[Extract Boundary: Start]

Indeed my component's interfaces expose many methods that pass Recordset as an output parameter. So were they suddenly returning a later version of Recordset -- with a different interface id? It certainly appeared to be the case. And then I thought, why should it matter. The vtable looks the same to clients of the older interface. Indeed, I suspect that if we were talking about in-process COM, and not DCOM, this apparently innocuous impedance mismatch would have been silently ignored and would have caused no issues.

Of course, when process and machine boundaries come into play, there is a proxy and a stub between the client and the server. In this case, I was using type library marshaling with the free threaded marshaller. So there were two mysteries to solve:
  1. Why was I returning a different interface in the output parameters from methods on my new server?

  2. Why did this affect only Vista clients?

[Extract Boundary: End]
[Dataset entries Boundary: Start]

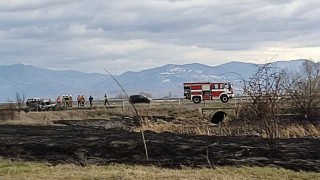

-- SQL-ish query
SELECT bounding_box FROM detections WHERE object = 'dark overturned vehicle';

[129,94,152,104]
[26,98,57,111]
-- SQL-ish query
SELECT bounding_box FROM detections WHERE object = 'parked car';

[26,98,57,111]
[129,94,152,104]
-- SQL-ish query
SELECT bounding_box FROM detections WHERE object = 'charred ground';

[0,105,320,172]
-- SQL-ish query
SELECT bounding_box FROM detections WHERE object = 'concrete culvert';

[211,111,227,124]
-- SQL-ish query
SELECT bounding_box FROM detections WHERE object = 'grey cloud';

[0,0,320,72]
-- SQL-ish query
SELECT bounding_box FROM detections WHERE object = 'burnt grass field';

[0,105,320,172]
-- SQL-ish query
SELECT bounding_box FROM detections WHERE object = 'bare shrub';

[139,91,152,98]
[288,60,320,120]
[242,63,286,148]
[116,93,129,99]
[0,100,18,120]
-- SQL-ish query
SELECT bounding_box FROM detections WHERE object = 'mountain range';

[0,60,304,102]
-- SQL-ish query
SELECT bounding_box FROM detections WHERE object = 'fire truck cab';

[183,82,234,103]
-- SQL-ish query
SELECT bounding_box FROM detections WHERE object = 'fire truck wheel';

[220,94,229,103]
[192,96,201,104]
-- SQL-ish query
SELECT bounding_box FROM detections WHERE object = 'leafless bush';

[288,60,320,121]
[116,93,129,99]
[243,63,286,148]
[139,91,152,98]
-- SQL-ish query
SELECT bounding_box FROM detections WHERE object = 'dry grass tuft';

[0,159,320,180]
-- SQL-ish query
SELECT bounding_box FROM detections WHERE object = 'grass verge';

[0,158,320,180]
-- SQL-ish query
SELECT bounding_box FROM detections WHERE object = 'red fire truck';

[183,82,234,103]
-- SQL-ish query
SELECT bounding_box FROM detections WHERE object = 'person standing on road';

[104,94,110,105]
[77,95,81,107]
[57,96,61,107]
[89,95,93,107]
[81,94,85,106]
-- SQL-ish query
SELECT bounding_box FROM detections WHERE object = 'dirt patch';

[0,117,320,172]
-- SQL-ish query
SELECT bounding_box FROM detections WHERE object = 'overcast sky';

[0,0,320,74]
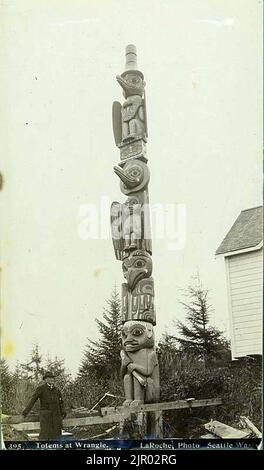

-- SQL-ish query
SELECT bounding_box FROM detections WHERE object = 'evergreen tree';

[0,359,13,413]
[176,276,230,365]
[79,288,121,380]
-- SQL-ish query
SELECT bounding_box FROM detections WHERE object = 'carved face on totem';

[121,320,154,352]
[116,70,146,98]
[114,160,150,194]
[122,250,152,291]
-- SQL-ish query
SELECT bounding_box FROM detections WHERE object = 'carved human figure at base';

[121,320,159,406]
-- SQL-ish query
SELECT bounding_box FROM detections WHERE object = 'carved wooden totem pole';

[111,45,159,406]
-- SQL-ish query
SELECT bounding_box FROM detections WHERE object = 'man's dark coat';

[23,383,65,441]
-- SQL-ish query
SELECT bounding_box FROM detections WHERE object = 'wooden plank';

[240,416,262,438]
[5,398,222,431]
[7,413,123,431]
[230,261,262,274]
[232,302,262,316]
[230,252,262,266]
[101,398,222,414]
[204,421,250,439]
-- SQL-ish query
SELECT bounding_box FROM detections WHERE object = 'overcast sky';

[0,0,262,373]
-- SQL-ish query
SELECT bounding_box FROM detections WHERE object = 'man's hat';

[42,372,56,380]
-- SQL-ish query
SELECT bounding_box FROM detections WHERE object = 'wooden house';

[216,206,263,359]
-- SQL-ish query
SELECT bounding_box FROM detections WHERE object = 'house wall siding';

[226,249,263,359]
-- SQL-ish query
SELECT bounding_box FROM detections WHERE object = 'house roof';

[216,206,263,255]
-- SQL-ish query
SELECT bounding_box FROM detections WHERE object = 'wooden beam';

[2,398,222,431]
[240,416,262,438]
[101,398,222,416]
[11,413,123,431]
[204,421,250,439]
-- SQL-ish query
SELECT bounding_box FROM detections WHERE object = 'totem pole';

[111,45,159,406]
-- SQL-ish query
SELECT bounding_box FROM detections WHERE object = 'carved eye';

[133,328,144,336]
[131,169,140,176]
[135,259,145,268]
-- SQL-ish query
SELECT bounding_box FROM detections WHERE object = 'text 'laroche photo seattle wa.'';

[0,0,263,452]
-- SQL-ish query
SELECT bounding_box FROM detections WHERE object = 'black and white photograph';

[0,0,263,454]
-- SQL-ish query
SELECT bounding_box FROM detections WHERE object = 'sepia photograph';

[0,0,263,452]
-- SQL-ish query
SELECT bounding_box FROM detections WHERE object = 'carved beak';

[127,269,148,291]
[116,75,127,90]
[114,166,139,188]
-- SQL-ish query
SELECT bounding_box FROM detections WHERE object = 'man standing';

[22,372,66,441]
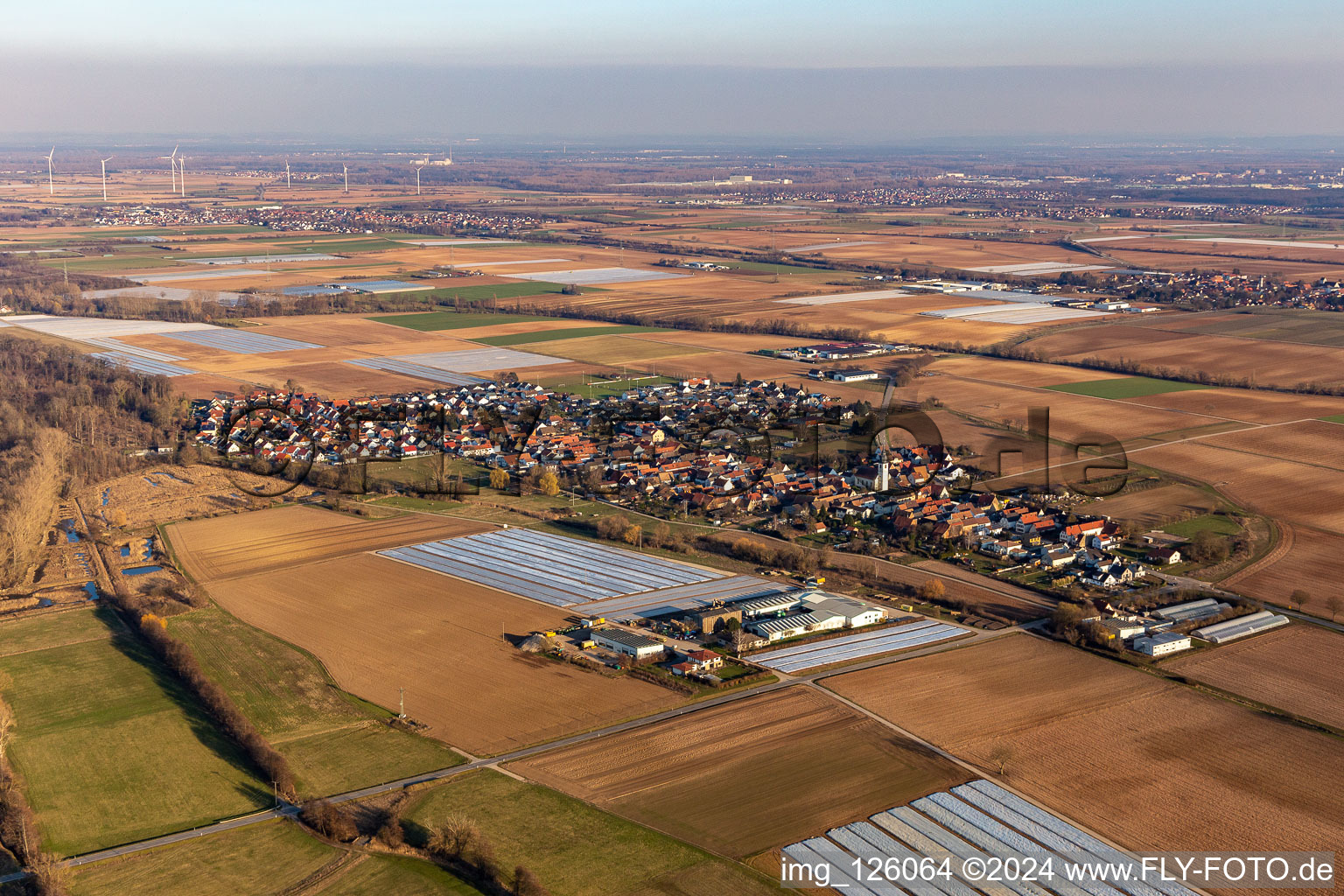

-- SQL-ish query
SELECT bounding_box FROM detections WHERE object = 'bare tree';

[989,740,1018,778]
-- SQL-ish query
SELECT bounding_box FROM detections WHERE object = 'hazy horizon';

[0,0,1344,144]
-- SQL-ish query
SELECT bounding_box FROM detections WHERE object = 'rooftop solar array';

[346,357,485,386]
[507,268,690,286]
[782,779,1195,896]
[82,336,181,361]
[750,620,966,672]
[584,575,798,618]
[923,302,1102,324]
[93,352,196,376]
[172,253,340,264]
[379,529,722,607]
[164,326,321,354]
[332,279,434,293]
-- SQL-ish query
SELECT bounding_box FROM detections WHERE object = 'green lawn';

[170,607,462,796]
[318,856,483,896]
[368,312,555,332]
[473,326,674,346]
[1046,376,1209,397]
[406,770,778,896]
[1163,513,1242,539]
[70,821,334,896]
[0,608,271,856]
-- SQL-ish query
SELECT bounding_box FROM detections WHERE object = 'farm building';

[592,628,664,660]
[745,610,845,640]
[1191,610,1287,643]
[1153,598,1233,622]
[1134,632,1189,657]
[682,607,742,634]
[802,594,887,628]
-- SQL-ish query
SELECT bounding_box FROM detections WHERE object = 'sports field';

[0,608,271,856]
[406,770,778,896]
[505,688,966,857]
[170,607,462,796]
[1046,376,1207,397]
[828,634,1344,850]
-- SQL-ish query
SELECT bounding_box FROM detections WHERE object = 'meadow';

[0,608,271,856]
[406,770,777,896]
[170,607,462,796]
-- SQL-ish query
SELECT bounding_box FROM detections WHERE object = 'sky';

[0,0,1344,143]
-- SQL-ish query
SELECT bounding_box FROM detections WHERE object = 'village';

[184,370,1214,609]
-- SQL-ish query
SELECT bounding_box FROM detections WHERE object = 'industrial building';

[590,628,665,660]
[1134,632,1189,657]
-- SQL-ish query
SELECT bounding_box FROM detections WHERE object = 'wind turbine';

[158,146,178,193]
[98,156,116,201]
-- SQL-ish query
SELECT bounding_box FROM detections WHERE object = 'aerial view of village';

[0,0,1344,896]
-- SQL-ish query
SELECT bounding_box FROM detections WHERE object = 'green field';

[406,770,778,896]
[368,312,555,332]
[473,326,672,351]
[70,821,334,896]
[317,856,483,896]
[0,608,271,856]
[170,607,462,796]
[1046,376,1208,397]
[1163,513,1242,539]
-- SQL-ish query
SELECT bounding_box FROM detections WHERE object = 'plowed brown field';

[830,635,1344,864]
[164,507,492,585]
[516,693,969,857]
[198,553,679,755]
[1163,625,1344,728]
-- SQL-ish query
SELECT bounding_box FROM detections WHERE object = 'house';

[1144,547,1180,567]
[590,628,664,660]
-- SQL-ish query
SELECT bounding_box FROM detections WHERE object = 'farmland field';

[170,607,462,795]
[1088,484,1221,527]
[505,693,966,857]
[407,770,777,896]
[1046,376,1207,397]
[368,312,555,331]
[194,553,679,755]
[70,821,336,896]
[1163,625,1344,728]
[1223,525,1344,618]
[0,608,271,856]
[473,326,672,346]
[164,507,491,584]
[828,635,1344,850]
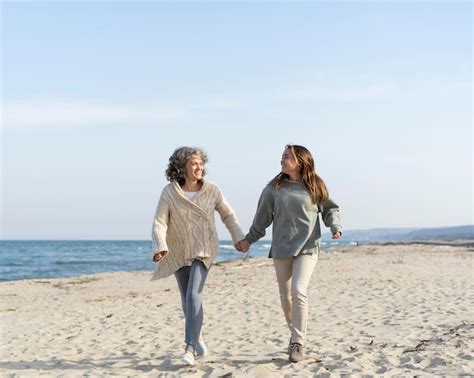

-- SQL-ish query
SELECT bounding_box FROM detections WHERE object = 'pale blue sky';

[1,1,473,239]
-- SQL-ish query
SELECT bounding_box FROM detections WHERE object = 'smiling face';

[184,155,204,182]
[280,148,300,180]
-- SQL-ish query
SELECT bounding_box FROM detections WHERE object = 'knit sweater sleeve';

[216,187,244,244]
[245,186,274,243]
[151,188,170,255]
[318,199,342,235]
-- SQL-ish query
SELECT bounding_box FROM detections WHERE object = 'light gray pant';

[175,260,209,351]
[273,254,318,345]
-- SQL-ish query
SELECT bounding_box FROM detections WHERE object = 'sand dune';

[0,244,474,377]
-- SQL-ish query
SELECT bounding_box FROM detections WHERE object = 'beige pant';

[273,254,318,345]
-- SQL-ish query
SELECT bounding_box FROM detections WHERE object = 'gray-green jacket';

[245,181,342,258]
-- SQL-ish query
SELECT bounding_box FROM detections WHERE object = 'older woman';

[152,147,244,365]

[Dataset entries Boundary: End]

## Task requirements
**1)** Output the passage on DCOM word for word, starting at "Of course, when" and ending at "my new server?".
**2)** According to the passage on DCOM, what kind of marshaling was being used?

## Expected responses
**1)**
Of course, when process and machine boundaries come into play, there is a proxy and a stub between the client and the server. In this case, I was using type library marshaling with the free threaded marshaller. So there were two mysteries to solve:
  1. Why was I returning a different interface in the output parameters from methods on my new server?

**2)** Type library marshaling with the free threaded marshaller.